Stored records
===============
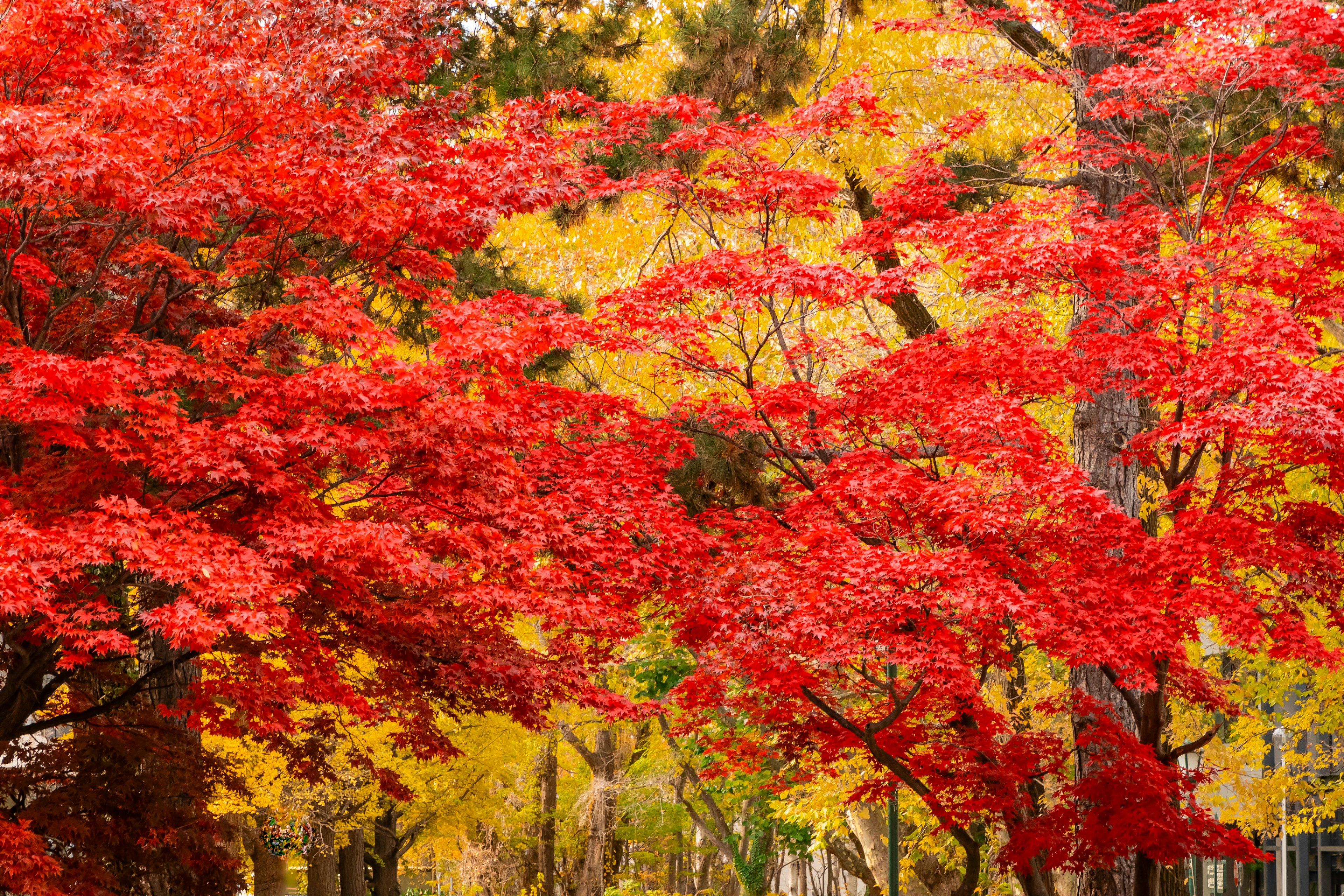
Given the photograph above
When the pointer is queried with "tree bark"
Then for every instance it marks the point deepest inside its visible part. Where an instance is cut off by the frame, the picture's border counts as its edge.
(351, 862)
(595, 874)
(546, 831)
(870, 828)
(322, 864)
(385, 855)
(268, 871)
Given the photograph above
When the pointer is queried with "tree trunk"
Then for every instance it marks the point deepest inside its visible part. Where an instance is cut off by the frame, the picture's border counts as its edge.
(351, 862)
(702, 882)
(546, 831)
(385, 855)
(322, 864)
(596, 872)
(268, 871)
(870, 828)
(1102, 430)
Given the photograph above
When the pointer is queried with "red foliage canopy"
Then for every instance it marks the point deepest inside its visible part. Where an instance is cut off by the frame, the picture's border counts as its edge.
(217, 222)
(906, 524)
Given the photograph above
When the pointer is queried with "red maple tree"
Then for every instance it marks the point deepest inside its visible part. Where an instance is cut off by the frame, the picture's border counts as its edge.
(908, 523)
(254, 457)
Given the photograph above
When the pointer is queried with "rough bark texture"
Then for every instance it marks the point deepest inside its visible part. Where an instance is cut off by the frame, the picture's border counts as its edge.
(351, 863)
(910, 312)
(870, 828)
(268, 871)
(1102, 429)
(546, 831)
(596, 872)
(322, 864)
(385, 855)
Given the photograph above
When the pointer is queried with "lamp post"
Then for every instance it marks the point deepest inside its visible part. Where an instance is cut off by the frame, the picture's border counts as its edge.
(893, 817)
(1280, 743)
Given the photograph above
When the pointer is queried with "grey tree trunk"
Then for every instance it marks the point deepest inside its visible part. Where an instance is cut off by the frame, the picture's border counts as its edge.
(351, 862)
(385, 855)
(322, 864)
(595, 874)
(546, 831)
(1102, 430)
(268, 871)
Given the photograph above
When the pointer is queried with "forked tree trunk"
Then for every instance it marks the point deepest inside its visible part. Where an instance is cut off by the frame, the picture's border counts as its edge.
(546, 830)
(351, 862)
(322, 863)
(385, 855)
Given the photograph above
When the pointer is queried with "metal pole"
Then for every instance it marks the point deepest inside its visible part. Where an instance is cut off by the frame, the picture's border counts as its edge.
(893, 820)
(1280, 742)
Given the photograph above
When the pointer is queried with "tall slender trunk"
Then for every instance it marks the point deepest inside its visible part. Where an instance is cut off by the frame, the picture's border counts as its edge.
(546, 830)
(351, 862)
(385, 855)
(322, 863)
(1104, 426)
(268, 870)
(596, 872)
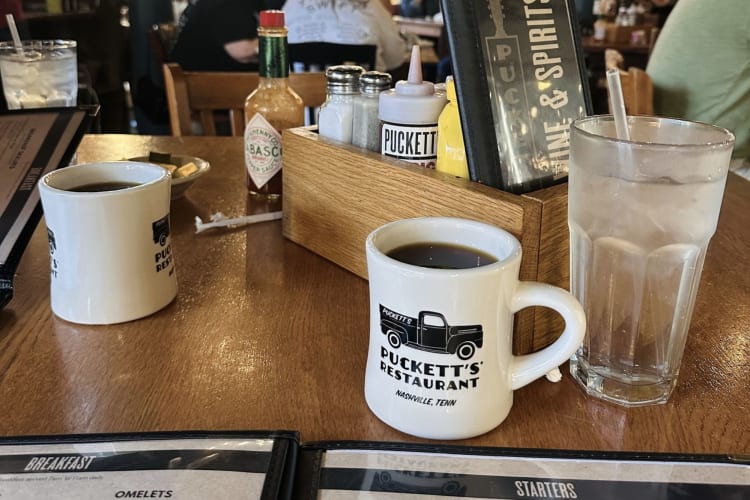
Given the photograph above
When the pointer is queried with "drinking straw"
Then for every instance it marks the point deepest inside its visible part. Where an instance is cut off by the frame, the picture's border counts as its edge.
(618, 104)
(14, 33)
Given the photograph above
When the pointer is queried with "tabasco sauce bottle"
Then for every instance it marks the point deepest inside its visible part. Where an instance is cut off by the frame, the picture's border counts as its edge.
(270, 108)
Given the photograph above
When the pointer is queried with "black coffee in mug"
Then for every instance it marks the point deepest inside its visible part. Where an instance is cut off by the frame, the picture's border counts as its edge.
(98, 187)
(441, 256)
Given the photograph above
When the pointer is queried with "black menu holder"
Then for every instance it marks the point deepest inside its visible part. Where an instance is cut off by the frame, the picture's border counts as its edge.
(273, 464)
(520, 82)
(35, 141)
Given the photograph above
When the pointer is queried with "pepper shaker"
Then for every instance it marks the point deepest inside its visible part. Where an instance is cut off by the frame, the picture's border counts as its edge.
(365, 121)
(335, 115)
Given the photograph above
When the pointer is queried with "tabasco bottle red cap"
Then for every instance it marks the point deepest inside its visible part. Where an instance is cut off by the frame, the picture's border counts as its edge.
(272, 18)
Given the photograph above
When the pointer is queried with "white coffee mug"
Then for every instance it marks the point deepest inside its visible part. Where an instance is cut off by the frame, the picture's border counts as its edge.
(110, 250)
(440, 362)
===============
SHORT PROBLEM: An exact transcription of all the entries is required, without the pictures.

SOLUTION TO THIS EXERCISE:
Given the photograph above
When the pointer is queried with "tree bark"
Then for every instance it marks the point deepest inside its visible part. Where an instance is cut off by the frame, the picture's border counts as its edge.
(351, 862)
(595, 874)
(546, 831)
(870, 828)
(322, 864)
(385, 855)
(268, 871)
Given the photograph above
When the pointer is queried with "tree trunk"
Then for every instance it marks the point deepest inside its visible part. Where an instance is cut off by the frame, the picture's border counts as its edge.
(351, 862)
(702, 882)
(546, 831)
(385, 855)
(322, 864)
(596, 872)
(268, 871)
(870, 828)
(1102, 430)
Given the photograph above
When the pointer is queried with "red foliage canopy"
Then for every instance it marks the point deepest inside its visible part. Where an instance is cut off by the frame, the picture's border counts as its edge.
(217, 222)
(906, 524)
Given the photograph above
When the pointer is queried with "red maple tree"
Then for every instance it marks the point deepest inside its visible part. Where an instance is cut off by the frame, the picture's border counts as its edge.
(908, 523)
(254, 457)
Given the photograph above
When the pointer is queried with "rough bark texture"
Then for every instance it marks the point deepest inside its visible part. Where an instance is cut off by the frame, the picture's border counts as its edge.
(351, 863)
(910, 312)
(870, 828)
(268, 871)
(1102, 429)
(546, 831)
(596, 872)
(322, 864)
(385, 855)
Given the photograph above
When the pointer is queried with "lamp post"
Then for every instance it marks the point deepest inside its visible part. Where an instance is cut off by the frame, the picture's border counts as its edge.
(893, 817)
(1280, 743)
Given the photograph above
When the pointer is queried with "grey tree trunk"
Then for every instance it marks the point deepest inside its visible part. Where an instance is cut off by the frame, the picture's border counts as its edge.
(351, 862)
(385, 855)
(322, 864)
(595, 874)
(546, 831)
(1102, 430)
(268, 871)
Given the photograph above
When the pointer is queried with "forked tree trunk"
Then for every instance it marks the point deepest inside its visible part. Where an instance is cut off by the frame, the picture's border counts as its edge.
(546, 830)
(351, 862)
(322, 863)
(385, 855)
Given the photograph above
When the pointer is queried with "metal pole"
Then for every instance it marks the point deepest inside its visible part. Where an instance is cut off by the frame, the picture's border counts as its edge.
(893, 820)
(1280, 742)
Given the photograph above
When the pointer is queried with "tall slender trunk"
Then for every instance it marks the point deepest inside its visible part. Where an instance is cut off by the frame, the picture's border counts as its edge.
(546, 830)
(351, 862)
(385, 855)
(322, 863)
(1104, 426)
(268, 870)
(596, 872)
Given the photograph above
When the pointer is queried with "drinking straw"
Then for every instance it marks the point deepest inside its visible part. Where an instance is cut off by the frame, the picture's border counts as its edge.
(618, 104)
(14, 33)
Given the photograph above
When the pointer is queried with "tabasco sauce bottle"
Then for every instance it marks the point deepest inside its visible part. Where an instance is cut off by the frame, the picture's border counts as its edge.
(270, 108)
Given the photograph above
When the pointer is queried with "black coffee in mug"
Then for every instance it marks the point deepest inside its visible part. Where an instance is cut off by the frame, the picture's border counts as its edge.
(98, 187)
(441, 256)
Given the photograph above
When the pointer is queried with "black menu holder"
Then for every instance it marks the point deepest inside its visible part. Where an instance is cut off by the frame, the picture's border counts as its edge.
(273, 464)
(520, 82)
(35, 141)
Given the photograph above
When the pointer is queried with "pepper shaker"
Then for every instance it marks the point deepest inside its visible part. Where an instance is cut off by the frame, the picture's border counts as its edge.
(365, 121)
(335, 115)
Given the photograph above
When the pointer is queried with "tabasco bottle red cap"
Then for every instance it marks the point deepest inside its visible part. Where an instance is cut off by the frame, the picture's border counts as its edge.
(272, 18)
Given the photograph above
When the pointer is queried with "white coffee mug"
Then for every instance it marks the point deepest inside its visible part. Where an instance is cut off by the frame, the picture's border counts as its edge.
(110, 250)
(440, 362)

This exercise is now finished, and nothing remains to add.